Strong Hedging Position: In 2020, Ithaca's cash flow generation
will be additionally supported by hedging arrangements. At June 30,
2020, 80% of Ithaca's projected 2H20 production was hedged from
currently producing fields, with oil hedges having an average
swap/strike price of USD58/bbl, net of premiums. Ithaca has hedged
50% and 15% of its projected production in 2021 and 2022 at an
average swap/strike price of USD42/bbl and USD43/bbl, respectively,
net of premiums. This will protect it in a stress case scenario.

Low Proved Reserves: Ithaca's low proved (1P) reserve life ratio of
four years is somewhat mitigated by the proved and probable (2P)
reserve life of seven years and strong financial profile. This is
not unusual in the United Kingdom Continental Shelf (UKCS) given
the basin's ageing characteristics. Fitch expects Ithaca to
replenish reserves organically and through acquisitions.

Stabilising Production, High Costs: Because many of Ithaca's assets
are beyond their mid-life point the company's medium-term
production profile will largely depend on its capex programme and
potential acquisitions. Fitch assumes production to moderately fall
in 2021 due to lower capex in 2020, and to stabilise at around
65kboepd in 2022-23. Ithaca's cost position with an operating
expenditure of USD15/boe in 2020 is fairly high though typical for
the UKCS, and could put the company at a disadvantage if low oil
prices persist.

Data excerpt:

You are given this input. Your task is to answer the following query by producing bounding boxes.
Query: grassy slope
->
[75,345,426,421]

Written tasks:
[1] According to the text on Ithaca, what was the average swap/strike price, net of premiums, of the oil hedges on its projected 2H20 production?
[2] Using the text on Ithaca, explain why Fitch assumes the company's production will moderately fall in 2021.

Solutions to the tasks:
[1] USD58/bbl.

[2] Many of Ithaca's assets are beyond their mid-life point, so its medium-term production largely depends on its capex programme and potential acquisitions. Because capex was lower in 2020, Fitch assumes production will moderately fall in 2021.